→ **Rows from a dataset**:
....

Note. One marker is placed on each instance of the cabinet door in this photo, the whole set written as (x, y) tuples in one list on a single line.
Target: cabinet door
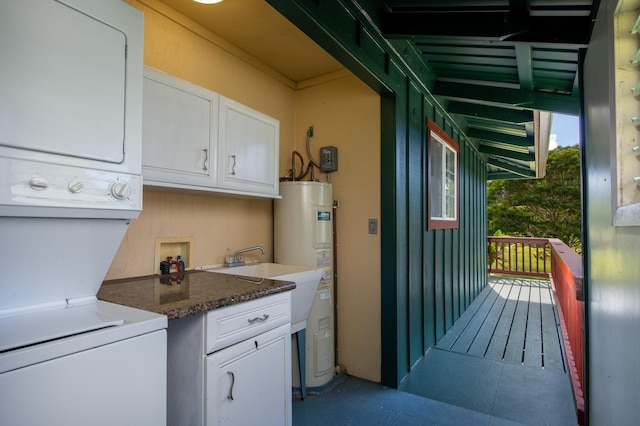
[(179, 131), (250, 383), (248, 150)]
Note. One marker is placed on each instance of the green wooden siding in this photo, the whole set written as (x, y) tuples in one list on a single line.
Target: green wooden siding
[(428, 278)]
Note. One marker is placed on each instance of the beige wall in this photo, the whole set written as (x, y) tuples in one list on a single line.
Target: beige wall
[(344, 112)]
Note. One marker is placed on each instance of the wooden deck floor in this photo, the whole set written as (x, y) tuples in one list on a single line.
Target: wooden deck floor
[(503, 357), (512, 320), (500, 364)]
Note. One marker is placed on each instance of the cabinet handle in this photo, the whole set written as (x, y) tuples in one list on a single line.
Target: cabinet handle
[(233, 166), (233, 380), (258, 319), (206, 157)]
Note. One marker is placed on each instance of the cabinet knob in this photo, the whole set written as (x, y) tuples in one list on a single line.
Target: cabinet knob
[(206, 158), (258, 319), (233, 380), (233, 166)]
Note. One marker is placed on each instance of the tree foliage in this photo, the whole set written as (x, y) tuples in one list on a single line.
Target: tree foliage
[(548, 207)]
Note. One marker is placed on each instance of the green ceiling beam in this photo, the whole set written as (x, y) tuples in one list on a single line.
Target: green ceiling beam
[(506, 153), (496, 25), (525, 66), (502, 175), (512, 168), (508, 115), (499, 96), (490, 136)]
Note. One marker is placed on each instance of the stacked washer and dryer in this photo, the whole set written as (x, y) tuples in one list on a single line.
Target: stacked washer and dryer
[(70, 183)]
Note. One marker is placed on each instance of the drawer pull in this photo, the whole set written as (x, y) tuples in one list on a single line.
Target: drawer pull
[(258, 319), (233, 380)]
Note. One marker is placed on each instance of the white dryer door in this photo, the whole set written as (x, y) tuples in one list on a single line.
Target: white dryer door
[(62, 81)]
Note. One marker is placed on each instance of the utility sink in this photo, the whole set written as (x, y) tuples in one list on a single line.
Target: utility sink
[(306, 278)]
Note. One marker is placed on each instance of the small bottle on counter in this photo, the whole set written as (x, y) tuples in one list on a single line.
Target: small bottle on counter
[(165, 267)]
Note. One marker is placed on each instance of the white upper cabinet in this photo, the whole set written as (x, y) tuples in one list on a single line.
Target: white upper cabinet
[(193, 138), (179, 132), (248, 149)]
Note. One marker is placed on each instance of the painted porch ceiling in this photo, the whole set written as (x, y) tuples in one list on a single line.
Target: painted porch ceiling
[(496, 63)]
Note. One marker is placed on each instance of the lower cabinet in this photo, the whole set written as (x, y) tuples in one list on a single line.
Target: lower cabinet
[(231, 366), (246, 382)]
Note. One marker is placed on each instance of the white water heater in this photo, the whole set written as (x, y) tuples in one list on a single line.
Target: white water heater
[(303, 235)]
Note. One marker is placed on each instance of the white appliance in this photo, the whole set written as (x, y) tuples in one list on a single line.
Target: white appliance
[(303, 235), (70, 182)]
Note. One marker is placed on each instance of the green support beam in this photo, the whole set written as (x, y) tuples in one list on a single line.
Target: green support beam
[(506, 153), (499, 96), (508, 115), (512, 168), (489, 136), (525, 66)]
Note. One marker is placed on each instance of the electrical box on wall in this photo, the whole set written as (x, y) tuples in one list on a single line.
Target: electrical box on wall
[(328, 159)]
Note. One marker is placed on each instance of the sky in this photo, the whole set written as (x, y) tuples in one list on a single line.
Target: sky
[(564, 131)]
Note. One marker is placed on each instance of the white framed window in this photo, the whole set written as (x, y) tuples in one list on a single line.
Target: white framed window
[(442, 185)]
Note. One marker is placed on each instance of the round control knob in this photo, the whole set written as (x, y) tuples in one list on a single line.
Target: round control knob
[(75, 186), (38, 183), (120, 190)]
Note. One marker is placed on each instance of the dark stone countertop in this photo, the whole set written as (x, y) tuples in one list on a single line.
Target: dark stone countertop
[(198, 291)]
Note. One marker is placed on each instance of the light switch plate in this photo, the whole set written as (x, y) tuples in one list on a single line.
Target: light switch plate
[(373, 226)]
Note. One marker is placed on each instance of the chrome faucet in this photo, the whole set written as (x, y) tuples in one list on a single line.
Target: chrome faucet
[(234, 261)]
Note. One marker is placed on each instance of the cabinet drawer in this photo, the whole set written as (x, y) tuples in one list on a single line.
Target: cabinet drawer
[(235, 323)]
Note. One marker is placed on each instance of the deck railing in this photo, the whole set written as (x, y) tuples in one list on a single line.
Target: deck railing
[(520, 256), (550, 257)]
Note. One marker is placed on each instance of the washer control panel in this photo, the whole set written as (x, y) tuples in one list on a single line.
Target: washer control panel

....

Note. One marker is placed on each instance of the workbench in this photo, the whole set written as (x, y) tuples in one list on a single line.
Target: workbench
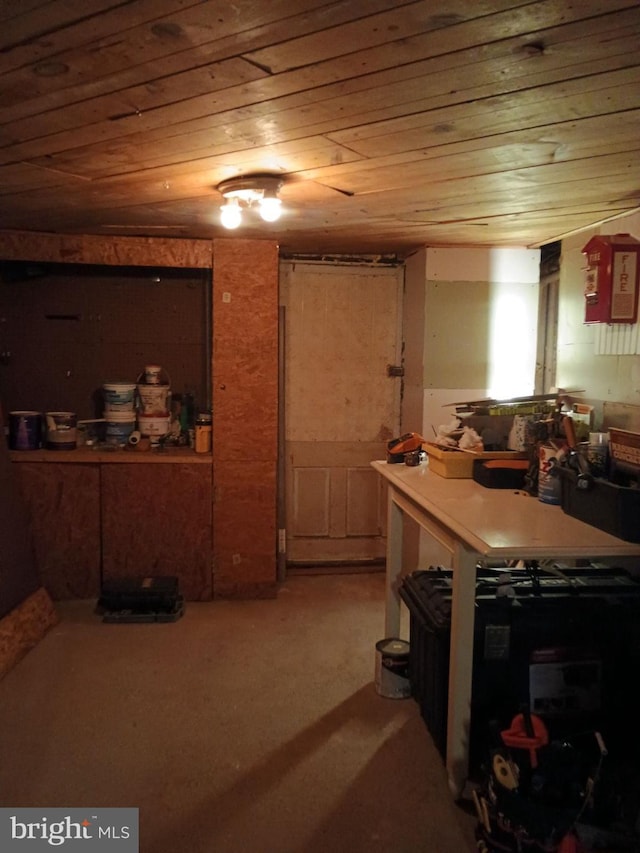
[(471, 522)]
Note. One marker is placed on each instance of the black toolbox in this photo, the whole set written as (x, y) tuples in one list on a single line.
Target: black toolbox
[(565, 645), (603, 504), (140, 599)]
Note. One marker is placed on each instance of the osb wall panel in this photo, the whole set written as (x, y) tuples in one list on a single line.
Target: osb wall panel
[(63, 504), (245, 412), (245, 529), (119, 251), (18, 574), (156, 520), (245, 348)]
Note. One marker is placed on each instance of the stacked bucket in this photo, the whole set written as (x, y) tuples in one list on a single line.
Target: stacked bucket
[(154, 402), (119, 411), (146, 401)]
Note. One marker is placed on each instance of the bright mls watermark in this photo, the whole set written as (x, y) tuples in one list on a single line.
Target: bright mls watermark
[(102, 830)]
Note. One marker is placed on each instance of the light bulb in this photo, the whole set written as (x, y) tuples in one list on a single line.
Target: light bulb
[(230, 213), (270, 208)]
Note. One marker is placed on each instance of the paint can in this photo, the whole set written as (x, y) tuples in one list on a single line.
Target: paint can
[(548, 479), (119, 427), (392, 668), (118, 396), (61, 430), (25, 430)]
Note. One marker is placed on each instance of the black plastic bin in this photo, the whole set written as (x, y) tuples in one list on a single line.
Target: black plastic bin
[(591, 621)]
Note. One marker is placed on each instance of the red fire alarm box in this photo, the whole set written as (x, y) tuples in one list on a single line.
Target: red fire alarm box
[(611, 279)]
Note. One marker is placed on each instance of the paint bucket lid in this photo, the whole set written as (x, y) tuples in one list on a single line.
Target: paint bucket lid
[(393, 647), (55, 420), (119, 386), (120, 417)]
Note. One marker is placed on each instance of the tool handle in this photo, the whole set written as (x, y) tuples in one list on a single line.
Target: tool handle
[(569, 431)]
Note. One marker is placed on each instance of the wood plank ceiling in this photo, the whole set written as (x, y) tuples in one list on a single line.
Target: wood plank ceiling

....

→ **BRIEF**:
Convert the lines from the one containing "the stacked bucket" through the one containing "[(102, 830)]", inclusive, into a JSON list of strings with one string per line, leaving out any blank lines.

→ **TASK RESPONSE**:
[
  "Note. One marker is placed on each instance of the stacked bucket in this photo, the whole set written as (x, y) tuples in one list on a single line.",
  "Target: stacked bucket",
  "[(154, 402), (119, 411), (146, 401)]",
  "Note. One marker is placed on each instance of the bright mls watermark in this photo, the whole set written as (x, y) tuples in one list on a single line.",
  "Target: bright mls watermark",
  "[(102, 830)]"
]